Delayed grief. Over the years, I’ve seen so much of it in working with clients.
It’s now hitting home…Moi. My own sorrow is emerging while working in the trenches with our nation’s deadliest drug epidemic ever. A few days a week, I consult at a local outpatient facility that specializes in drug addiction and mental health services. One of my clients in his early 30’s, has lost over 10 friends from fatal overdoses over the past four months. Four of them, I worked with directly. Even the Los Angeles County Coroner’s office can’t keep up.
Opioid and other prescription drug abuse isn’t just taking out our young people by the droves. Nearly 14,000 people age 45+ died from an opioid overdose in 2015–42% of all such deaths in the U.S., according to the Centers for Disease Control and Prevention (CDC). The actual number is probably much higher. Overdoses in older people are often mislabeled as heart failure, a respiratory issue or linked to a fall.
So how did we get here? Over-prescription. In 2012, 259 million opioid prescriptions were written by their physicians. This translates to one script for every adult in the U.S. Who are the new drug dealers? Older Americans are now selling their painkillers to drug dealers to raise needed cash.

- [Extracted records]:
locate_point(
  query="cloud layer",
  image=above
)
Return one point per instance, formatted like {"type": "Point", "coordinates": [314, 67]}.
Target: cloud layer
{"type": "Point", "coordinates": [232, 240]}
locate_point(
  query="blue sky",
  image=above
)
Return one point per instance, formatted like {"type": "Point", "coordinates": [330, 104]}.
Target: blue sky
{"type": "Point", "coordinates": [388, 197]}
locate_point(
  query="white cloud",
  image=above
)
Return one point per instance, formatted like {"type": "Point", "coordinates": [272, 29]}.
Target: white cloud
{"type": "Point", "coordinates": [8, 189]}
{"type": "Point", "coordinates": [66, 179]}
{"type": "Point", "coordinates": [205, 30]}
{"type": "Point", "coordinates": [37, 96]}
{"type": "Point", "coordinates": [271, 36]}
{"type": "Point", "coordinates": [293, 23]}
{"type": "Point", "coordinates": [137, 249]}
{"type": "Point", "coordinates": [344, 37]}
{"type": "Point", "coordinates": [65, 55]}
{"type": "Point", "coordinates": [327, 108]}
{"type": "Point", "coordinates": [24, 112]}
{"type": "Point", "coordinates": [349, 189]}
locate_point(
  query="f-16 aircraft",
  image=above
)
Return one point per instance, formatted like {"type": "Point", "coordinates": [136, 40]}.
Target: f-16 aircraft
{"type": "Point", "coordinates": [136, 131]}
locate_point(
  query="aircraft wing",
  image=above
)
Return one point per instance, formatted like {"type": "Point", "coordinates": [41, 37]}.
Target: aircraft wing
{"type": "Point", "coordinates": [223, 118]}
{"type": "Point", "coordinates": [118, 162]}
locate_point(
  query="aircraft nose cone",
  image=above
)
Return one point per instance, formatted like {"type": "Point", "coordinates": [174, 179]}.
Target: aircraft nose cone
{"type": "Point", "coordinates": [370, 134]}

- [Requirement A]: Rewrite the passage on the opioid epidemic starting at "Opioid and other" and ending at "raise needed cash.", with "physicians" changed to "doctors".
- [Requirement B]:
Do these statements agree with the passage on the opioid epidemic? Answer yes or no for each, and quote the words of the passage that decide it.
(i) The writer consults at a local outpatient facility a few days a week.
(ii) In 2012, physicians wrote 100 million opioid prescriptions.
(iii) Overdoses in older people are often mislabeled as a respiratory issue.
- [Requirement C]: What comes after the final sentence of the passage on the opioid epidemic? Carry it on from there.
You can set the data aside; none of it is needed.

- [Expected answer A]:
Opioid and other prescription drug abuse isn’t just taking out our young people by the droves. Nearly 14,000 people age 45+ died from an opioid overdose in 2015–42% of all such deaths in the U.S., according to the Centers for Disease Control and Prevention (CDC). The actual number is probably much higher. Overdoses in older people are often mislabeled as heart failure, a respiratory issue or linked to a fall.
So how did we get here? Over-prescription. In 2012, 259 million opioid prescriptions were written by their doctors. This translates to one script for every adult in the U.S. Who are the new drug dealers? Older Americans are now selling their painkillers to drug dealers to raise needed cash.

- [Expected answer B]:
(i) Yes: "A few days a week, I consult at a local outpatient facility that specializes in drug addiction and mental health services."
(ii) No: "In 2012, 259 million opioid prescriptions were written by their physicians."
(iii) Yes: "Overdoses in older people are often mislabeled as heart failure, a respiratory issue or linked to a fall."

- [Expected answer C]:
Well, if you’re still reading this blog, I give you credit. I’m not trying to depress or scare you, really. It’s what’s happening.
My clients who died were good people. They were gentle and beautiful men and women who got lost in their addictive disease. I choose to remember them in their happiest sober days at the clinic. And I shed tears because I was blessed to know each one of them. Their lives did matter.
Perhaps, you or a loved one, have also been impacted by the family disease of addiction. Help is available for all family members and concerned friends. Your recovery can make a difference.